>> begin
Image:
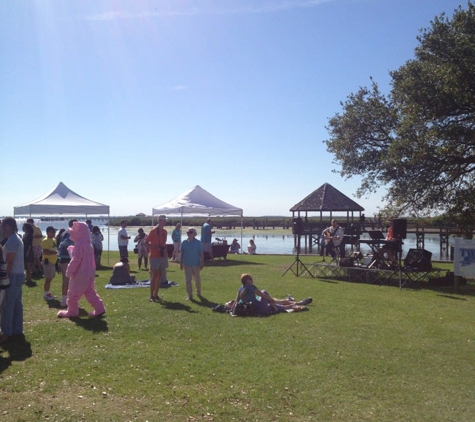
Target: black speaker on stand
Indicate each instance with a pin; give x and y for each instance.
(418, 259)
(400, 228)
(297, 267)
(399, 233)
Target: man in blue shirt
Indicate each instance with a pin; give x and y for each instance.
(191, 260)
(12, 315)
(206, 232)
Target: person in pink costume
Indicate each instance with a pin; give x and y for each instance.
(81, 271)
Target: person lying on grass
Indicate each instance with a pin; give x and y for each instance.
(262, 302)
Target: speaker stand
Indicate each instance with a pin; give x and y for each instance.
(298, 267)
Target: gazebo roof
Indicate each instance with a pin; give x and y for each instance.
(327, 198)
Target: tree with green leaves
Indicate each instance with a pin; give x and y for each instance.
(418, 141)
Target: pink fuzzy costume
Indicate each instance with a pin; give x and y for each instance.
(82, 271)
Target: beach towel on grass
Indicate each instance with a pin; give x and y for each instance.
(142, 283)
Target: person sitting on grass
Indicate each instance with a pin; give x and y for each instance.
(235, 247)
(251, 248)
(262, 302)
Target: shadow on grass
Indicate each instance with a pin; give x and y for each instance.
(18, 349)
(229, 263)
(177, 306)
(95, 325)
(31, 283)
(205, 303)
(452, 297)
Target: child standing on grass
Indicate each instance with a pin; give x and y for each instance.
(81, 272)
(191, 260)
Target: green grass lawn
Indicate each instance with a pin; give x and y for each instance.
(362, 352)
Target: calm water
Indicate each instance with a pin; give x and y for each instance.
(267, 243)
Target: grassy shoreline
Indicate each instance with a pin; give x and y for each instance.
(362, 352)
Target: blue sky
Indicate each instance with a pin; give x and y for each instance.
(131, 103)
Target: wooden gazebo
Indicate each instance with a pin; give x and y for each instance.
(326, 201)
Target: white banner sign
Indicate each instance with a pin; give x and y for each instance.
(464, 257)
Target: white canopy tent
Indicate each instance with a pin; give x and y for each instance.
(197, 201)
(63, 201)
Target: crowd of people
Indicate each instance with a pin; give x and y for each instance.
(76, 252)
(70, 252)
>> end
>> begin
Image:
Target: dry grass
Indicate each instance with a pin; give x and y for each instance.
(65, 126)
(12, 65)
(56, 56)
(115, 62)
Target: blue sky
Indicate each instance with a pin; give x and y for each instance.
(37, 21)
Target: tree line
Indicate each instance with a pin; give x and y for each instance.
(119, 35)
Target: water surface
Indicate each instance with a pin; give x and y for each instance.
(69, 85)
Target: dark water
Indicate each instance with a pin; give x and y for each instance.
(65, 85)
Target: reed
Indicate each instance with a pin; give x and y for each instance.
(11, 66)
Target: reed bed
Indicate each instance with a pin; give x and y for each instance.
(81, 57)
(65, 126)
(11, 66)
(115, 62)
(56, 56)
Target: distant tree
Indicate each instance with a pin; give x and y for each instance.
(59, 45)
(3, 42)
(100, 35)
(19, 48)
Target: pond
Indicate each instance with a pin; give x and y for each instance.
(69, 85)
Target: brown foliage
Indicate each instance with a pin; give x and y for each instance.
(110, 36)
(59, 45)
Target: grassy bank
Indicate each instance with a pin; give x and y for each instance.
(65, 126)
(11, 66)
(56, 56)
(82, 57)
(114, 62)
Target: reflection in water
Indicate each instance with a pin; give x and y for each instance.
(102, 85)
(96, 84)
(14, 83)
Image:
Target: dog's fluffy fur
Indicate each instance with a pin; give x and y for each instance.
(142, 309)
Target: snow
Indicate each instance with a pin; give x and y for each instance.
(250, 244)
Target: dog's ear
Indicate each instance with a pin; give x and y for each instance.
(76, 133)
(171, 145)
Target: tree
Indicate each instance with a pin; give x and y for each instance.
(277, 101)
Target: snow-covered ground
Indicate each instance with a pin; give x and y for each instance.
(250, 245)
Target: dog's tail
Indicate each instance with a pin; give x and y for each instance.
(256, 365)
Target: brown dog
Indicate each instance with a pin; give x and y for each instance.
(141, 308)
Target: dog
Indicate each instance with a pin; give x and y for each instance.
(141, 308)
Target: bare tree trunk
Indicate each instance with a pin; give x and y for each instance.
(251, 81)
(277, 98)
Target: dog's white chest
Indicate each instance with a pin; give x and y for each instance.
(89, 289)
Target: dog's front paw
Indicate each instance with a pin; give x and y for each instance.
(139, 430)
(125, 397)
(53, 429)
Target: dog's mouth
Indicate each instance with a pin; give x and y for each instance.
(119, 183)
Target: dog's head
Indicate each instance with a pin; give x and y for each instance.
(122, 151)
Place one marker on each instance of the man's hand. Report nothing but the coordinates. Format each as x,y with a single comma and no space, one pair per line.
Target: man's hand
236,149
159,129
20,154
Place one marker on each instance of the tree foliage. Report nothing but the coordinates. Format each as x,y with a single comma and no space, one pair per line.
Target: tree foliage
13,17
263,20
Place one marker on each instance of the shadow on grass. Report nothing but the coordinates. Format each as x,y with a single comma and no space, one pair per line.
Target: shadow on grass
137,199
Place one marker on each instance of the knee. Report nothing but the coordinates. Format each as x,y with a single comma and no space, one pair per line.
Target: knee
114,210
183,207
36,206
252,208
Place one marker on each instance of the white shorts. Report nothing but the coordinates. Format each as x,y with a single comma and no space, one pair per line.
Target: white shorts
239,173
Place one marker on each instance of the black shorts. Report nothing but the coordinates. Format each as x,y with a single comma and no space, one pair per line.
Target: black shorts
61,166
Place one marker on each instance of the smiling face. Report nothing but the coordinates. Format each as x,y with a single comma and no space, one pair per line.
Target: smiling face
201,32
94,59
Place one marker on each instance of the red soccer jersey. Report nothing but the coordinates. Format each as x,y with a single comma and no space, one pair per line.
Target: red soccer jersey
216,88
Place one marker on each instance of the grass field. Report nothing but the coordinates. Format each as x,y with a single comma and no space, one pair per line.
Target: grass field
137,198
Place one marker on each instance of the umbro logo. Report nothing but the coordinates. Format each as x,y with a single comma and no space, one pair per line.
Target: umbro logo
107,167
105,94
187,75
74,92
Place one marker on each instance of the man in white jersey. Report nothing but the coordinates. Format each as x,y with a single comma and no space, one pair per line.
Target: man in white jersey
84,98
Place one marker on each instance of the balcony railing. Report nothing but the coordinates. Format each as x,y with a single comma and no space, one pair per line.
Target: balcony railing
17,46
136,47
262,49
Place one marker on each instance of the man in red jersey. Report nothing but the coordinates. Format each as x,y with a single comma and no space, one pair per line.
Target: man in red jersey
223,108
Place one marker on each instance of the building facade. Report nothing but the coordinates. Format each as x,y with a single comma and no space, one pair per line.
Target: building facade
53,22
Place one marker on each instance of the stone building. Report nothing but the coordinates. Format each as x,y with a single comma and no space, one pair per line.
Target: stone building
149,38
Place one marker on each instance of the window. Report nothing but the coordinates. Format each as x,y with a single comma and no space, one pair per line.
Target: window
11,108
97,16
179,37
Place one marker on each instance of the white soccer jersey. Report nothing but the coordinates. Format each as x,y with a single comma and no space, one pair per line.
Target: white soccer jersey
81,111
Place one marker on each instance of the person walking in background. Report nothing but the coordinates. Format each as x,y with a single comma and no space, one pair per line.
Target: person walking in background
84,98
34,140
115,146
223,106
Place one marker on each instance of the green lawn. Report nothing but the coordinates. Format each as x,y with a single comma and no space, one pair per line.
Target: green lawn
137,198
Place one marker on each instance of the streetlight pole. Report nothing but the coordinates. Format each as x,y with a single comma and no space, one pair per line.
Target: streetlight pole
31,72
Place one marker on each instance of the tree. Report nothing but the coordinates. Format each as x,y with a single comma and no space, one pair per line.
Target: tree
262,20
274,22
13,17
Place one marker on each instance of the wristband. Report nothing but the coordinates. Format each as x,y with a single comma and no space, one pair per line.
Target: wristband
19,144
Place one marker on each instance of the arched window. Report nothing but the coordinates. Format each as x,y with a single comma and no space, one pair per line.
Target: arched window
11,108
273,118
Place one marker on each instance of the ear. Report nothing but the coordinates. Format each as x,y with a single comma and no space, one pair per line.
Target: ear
>> end
>> begin
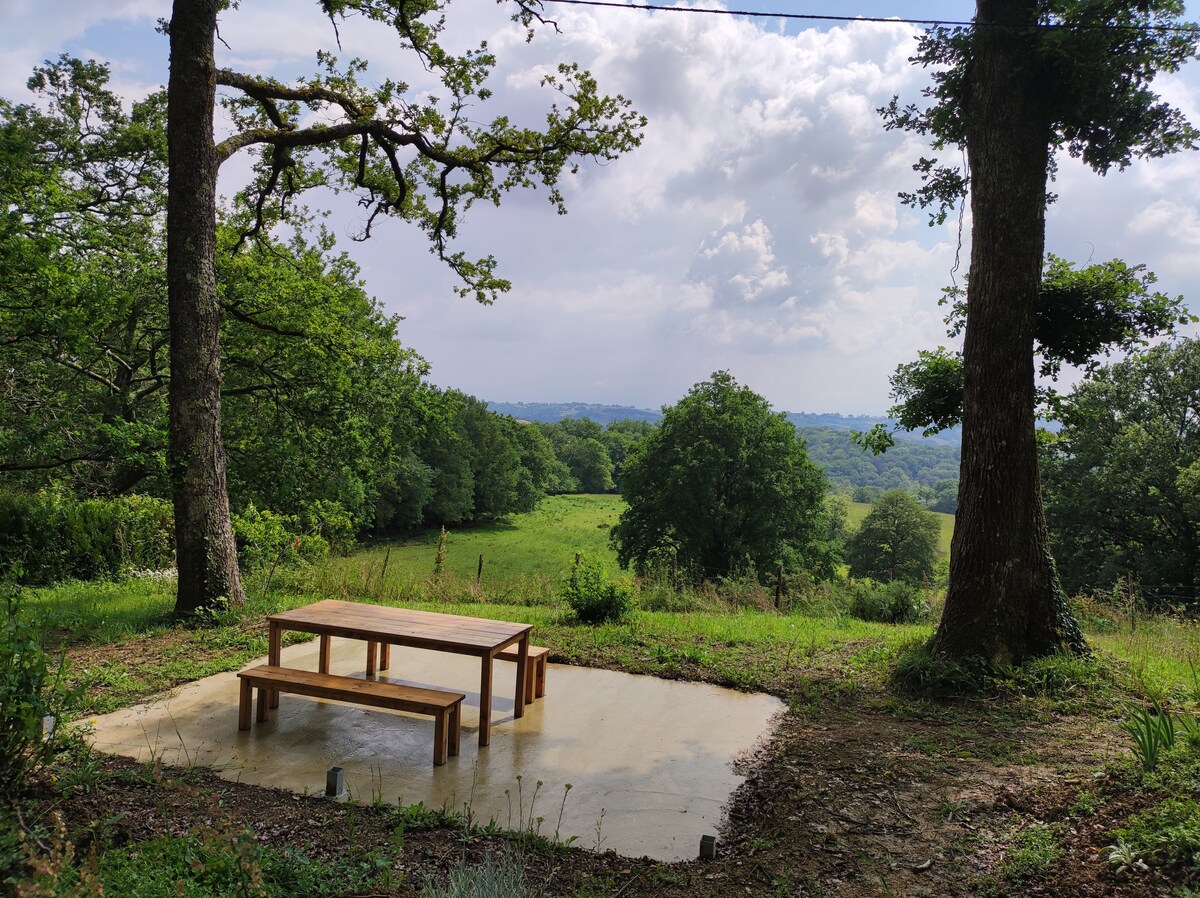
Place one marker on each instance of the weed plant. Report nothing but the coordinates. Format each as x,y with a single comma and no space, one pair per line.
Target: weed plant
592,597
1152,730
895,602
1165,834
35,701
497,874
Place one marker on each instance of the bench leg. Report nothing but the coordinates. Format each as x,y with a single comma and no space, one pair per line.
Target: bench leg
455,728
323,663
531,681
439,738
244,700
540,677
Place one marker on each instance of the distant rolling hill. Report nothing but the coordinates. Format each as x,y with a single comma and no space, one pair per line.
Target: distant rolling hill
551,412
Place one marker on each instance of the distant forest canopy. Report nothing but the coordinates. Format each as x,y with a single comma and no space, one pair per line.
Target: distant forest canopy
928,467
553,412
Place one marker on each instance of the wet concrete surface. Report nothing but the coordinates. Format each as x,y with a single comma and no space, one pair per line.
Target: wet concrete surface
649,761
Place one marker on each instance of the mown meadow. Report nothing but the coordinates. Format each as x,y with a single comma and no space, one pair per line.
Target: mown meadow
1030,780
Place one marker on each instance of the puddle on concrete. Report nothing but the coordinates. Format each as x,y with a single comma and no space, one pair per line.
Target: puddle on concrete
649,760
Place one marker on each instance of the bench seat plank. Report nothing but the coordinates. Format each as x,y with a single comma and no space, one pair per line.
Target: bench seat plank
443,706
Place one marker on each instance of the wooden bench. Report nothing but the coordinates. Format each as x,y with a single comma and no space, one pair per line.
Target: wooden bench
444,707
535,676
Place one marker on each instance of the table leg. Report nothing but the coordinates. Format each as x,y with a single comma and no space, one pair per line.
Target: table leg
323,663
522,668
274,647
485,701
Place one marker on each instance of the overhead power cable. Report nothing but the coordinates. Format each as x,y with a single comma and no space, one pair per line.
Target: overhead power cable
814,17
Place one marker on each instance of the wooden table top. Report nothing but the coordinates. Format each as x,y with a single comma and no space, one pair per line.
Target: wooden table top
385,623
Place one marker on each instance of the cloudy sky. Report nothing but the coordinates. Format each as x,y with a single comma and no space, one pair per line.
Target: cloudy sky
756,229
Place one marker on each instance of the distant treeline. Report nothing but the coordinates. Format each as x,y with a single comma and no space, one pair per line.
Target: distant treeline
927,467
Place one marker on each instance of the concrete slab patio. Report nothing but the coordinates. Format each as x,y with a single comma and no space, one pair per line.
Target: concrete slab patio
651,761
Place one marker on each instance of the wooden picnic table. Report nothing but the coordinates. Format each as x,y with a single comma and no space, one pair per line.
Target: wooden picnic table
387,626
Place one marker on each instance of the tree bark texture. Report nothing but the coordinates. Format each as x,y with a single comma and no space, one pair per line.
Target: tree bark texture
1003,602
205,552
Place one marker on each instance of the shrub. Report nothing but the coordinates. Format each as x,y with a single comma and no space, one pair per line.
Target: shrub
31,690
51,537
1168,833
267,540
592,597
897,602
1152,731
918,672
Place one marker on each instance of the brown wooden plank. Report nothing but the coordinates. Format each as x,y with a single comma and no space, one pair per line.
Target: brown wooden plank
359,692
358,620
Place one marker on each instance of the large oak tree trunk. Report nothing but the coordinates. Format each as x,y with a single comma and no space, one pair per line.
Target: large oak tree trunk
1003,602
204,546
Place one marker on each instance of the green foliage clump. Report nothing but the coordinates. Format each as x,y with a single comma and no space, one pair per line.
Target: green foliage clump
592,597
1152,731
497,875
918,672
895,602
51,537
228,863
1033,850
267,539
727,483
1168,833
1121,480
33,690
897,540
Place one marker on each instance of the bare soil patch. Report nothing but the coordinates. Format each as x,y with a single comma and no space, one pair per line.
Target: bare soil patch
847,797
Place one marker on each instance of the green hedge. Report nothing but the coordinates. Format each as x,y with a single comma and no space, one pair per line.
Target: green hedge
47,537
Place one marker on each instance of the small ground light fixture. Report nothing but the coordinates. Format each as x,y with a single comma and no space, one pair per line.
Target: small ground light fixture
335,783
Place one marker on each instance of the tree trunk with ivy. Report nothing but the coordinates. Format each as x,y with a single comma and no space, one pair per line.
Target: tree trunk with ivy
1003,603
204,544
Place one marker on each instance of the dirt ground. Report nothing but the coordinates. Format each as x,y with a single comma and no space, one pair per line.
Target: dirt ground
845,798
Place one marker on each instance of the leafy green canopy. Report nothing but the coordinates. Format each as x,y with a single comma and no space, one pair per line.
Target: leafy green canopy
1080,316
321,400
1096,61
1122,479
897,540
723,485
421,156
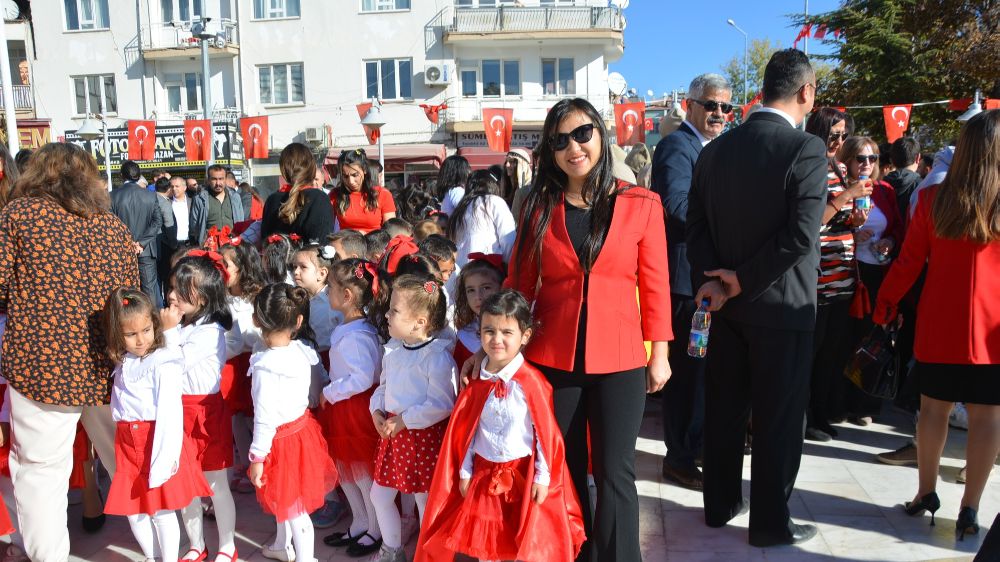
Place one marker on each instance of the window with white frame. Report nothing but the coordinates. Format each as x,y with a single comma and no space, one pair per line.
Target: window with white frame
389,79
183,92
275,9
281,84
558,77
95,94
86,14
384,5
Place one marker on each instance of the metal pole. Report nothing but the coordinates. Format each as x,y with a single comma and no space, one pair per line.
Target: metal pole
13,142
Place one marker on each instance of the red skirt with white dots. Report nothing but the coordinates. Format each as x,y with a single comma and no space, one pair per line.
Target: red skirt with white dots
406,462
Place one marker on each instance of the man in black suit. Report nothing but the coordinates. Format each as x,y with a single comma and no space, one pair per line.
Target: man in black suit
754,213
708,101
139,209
>> end
Select every line of the records above that contains the string "shorts", matching case exactly.

=== Solved problem ===
Place one marker on each instance of the white shorts. Report nothing but the coordinates. Format each as x,y with a single comma and no space, one pair per line.
Target: white shorts
Place one marker on each instance of the black shorts. Report nothing but the coordinates. Format each as x,y with a single comma and no space, one pair per line.
Target: black shorts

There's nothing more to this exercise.